(Text segment):
<<<<
Knight said:
Of course!
That's what war is all about! Why do you think wars are rarely won anymore? If you really want to win a war and it's imperative you take no chances of losing, you might need to do whatever is necessary to win. You might need to bomb your enemy into submission in an effort to saves the lives of your own countrymen.
Knight, i don't want to be a one note band with my Sun Tzu veneration, but don't you see the quality of waging a war with the intention of causing the least amount of damage and blood shed possible? do you think victory cannot be acheived unless the most damage is done? how do you know that "whatever is necessary to win" is causing your enemy and his populous the most harm possible? don't you think there's any value to Sun Tzu's stragey of defeating the enemy with the least amount of damage possible?
Todays modern clinical warfare is only effective if you have complete dominance over your enemy like we do in Iraq. If Iraq were a real threat we wouldn't be able to fight as "nice" as we are now.
dominance can be asserted any number of ways, and according to Sun Tzu the highest and best moral and humane strategy is to assert dominance with the least amount of blood shed. do you not find value in that?
A suicide bomber is normally not part of the military. He is acting on his own killing targets that are not part of the war effort but instead in acts of terrorism. When countries are at war with each other they may in fact drop bombs on each other, that is the distinction (in your example). War effort verses individual terrorism effort.
i'm not convinced that any of us are qualified to judge the status of an insurgent or his motivation. their definition of "war effort" is obviously vastly different from ours, but that has to do with the culture they've been brought up in, and the position they have been forced into. it's easy for us to sit back and judge the insurgents, but we really have no clue as to the world they must face on a day to day basis and how they perceive us.
i'd still like to know a few things:
in the Jericho genocide, was the city already taken at the point when the massacre began? was victory contingent upon the slaughter of the non-combatants? if it was, why? if it wasn't, why? why did they have to die? what was the tactical advantage? what was the economic or political advantage?
>>>>
(Data shown):
<<<<
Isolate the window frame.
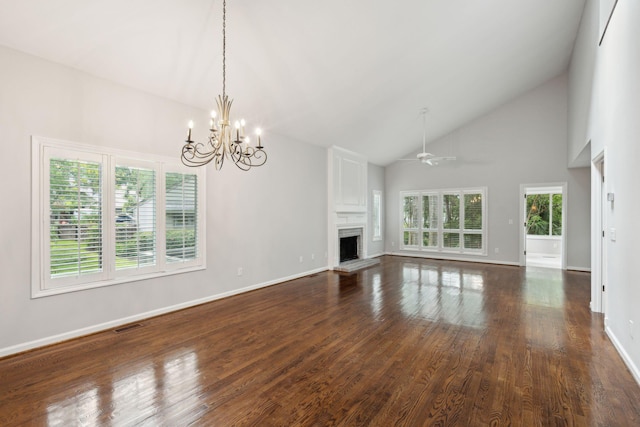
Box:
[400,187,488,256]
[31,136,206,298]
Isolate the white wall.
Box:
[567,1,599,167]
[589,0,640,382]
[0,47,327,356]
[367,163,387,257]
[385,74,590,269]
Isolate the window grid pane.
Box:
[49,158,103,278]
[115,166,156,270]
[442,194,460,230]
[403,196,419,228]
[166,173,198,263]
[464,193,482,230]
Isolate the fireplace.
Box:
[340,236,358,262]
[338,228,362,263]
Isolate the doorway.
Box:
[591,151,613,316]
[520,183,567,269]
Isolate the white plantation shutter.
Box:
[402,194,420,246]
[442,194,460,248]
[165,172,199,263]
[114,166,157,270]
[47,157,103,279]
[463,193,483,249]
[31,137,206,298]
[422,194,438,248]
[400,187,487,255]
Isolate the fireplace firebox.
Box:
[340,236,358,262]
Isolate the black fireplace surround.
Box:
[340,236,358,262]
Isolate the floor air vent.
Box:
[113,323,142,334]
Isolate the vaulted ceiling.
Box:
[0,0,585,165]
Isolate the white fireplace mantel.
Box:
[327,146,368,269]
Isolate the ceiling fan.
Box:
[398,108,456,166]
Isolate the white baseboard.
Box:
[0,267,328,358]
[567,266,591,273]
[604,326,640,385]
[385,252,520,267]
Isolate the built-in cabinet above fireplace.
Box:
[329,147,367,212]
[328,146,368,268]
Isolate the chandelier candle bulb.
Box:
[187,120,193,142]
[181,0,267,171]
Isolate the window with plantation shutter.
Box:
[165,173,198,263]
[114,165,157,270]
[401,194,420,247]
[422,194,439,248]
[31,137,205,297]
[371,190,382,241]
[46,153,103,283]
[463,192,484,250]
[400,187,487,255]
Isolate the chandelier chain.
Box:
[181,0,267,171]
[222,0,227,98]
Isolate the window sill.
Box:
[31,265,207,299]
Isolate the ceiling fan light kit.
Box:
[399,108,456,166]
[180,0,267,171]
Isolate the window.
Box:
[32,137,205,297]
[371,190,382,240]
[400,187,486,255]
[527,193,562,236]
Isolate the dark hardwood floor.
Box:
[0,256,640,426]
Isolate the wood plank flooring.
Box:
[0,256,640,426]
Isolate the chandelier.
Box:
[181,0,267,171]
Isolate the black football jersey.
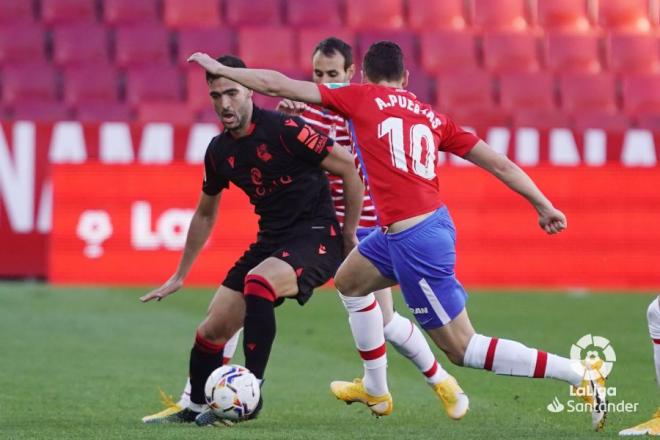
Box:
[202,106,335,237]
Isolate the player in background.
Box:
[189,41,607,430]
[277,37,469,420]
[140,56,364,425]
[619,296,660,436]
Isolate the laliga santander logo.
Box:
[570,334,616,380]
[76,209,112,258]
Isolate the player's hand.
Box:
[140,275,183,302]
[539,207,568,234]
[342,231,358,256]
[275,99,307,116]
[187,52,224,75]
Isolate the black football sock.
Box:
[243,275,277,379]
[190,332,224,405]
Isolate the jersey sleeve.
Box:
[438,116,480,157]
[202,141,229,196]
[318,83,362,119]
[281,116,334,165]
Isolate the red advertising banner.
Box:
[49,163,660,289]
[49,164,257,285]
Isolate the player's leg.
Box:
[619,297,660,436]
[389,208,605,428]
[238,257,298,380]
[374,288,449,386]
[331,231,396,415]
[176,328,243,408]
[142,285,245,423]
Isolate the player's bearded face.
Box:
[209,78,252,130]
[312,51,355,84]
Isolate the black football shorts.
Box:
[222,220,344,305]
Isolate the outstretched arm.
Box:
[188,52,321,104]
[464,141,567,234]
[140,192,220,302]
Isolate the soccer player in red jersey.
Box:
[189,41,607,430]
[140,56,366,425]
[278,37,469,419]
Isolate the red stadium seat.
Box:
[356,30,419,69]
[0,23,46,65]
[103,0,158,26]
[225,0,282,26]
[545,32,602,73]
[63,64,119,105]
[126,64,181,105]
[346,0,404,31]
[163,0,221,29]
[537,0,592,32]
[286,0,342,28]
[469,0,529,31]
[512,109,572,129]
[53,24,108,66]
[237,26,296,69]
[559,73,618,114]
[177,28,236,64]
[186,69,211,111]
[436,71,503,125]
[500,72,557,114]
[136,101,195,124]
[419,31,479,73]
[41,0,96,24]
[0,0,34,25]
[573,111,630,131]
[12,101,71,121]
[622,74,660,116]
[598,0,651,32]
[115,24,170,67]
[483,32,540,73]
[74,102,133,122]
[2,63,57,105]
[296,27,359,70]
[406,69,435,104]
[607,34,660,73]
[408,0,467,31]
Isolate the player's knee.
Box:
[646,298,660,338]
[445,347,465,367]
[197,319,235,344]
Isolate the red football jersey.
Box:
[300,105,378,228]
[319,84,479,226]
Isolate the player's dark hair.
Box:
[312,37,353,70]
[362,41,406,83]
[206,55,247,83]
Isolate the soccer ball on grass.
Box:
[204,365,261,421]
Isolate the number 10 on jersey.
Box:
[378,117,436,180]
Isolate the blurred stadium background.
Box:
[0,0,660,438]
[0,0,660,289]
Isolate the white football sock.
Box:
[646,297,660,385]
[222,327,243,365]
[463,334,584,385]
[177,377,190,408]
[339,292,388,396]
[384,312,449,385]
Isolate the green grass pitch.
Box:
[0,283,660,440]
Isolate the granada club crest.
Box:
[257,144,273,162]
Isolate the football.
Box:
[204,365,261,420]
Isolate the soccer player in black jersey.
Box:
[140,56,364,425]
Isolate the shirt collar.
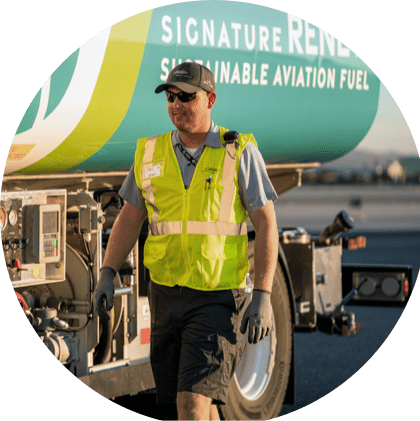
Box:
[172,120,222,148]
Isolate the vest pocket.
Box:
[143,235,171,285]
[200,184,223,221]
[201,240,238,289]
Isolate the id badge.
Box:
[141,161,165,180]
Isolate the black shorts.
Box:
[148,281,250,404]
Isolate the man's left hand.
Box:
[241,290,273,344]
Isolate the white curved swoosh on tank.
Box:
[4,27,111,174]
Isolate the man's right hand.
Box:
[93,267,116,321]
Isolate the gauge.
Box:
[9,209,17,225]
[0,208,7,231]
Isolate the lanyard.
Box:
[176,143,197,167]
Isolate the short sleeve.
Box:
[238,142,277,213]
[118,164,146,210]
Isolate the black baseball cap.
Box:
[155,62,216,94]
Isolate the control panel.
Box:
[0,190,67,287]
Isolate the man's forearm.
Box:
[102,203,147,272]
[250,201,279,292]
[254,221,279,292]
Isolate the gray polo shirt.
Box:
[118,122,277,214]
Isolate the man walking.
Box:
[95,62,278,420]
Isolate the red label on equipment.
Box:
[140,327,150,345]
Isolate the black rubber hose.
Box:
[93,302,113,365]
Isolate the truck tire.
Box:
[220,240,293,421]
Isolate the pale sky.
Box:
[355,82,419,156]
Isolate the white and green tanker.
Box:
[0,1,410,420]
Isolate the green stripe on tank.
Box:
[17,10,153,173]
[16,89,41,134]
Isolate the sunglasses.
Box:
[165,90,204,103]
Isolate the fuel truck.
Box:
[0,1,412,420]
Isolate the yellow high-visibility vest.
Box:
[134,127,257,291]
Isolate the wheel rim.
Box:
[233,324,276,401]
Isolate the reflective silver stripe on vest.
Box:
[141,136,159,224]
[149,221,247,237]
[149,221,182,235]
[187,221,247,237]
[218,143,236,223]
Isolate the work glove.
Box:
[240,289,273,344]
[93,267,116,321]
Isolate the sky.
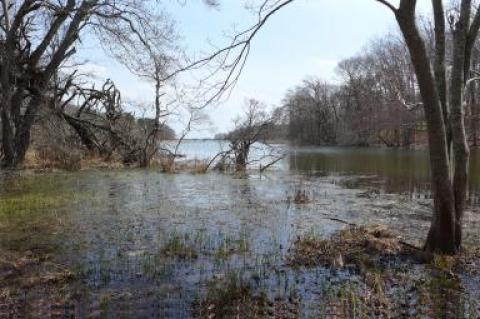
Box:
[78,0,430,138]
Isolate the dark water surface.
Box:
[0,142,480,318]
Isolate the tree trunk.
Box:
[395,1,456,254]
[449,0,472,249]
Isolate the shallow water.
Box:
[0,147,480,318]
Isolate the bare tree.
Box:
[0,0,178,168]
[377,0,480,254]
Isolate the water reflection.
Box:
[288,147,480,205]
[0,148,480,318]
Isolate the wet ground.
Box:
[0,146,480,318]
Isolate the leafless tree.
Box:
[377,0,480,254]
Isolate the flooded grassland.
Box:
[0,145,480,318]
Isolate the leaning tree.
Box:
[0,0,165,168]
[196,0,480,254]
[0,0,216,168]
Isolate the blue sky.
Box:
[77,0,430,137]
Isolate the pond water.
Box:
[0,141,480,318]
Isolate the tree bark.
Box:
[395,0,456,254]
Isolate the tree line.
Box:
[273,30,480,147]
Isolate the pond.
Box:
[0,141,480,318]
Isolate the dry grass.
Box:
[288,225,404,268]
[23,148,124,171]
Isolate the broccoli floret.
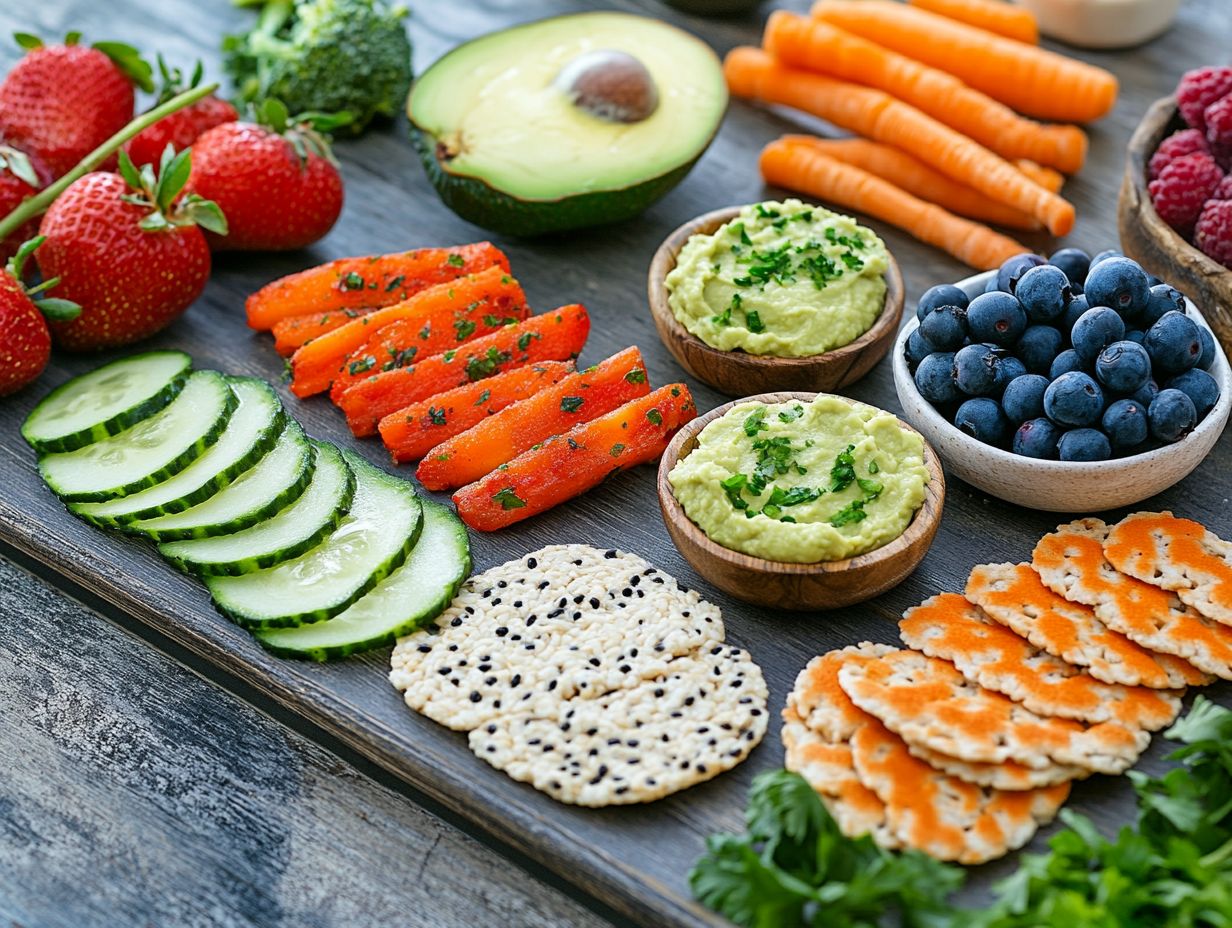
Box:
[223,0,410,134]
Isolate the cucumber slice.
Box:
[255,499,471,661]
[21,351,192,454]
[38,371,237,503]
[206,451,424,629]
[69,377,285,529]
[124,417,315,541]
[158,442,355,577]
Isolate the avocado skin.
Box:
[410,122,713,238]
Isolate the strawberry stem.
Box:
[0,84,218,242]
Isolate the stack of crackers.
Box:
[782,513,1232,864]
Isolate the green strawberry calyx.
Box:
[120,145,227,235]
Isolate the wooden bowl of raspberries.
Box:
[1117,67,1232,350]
>>>>
(Questions):
[A] From the forum post about war, extract the part that opens with the words containing "Knight, i don't" and closes with "we are now.".
[B] Based on the forum post about war, say whether each statement agrees with it (yes or no) and quote the words that decide it. (i) Modern clinical warfare is said to be effective only with complete dominance over the enemy. (ii) A suicide bomber is described as normally part of the military. (iii) The insurgents' definition of "war effort" is said to be much the same as ours.

(Answers by item number):
[A]
Knight, i don't want to be a one note band with my Sun Tzu veneration, but don't you see the quality of waging a war with the intention of causing the least amount of damage and blood shed possible? do you think victory cannot be acheived unless the most damage is done? how do you know that "whatever is necessary to win" is causing your enemy and his populous the most harm possible? don't you think there's any value to Sun Tzu's stragey of defeating the enemy with the least amount of damage possible?
Todays modern clinical warfare is only effective if you have complete dominance over your enemy like we do in Iraq. If Iraq were a real threat we wouldn't be able to fight as "nice" as we are now.

[B]
(i) Yes: "Todays modern clinical warfare is only effective if you have complete dominance over your enemy like we do in Iraq."
(ii) No: "A suicide bomber is normally not part of the military."
(iii) No: "their definition of "war effort" is obviously vastly different from ours"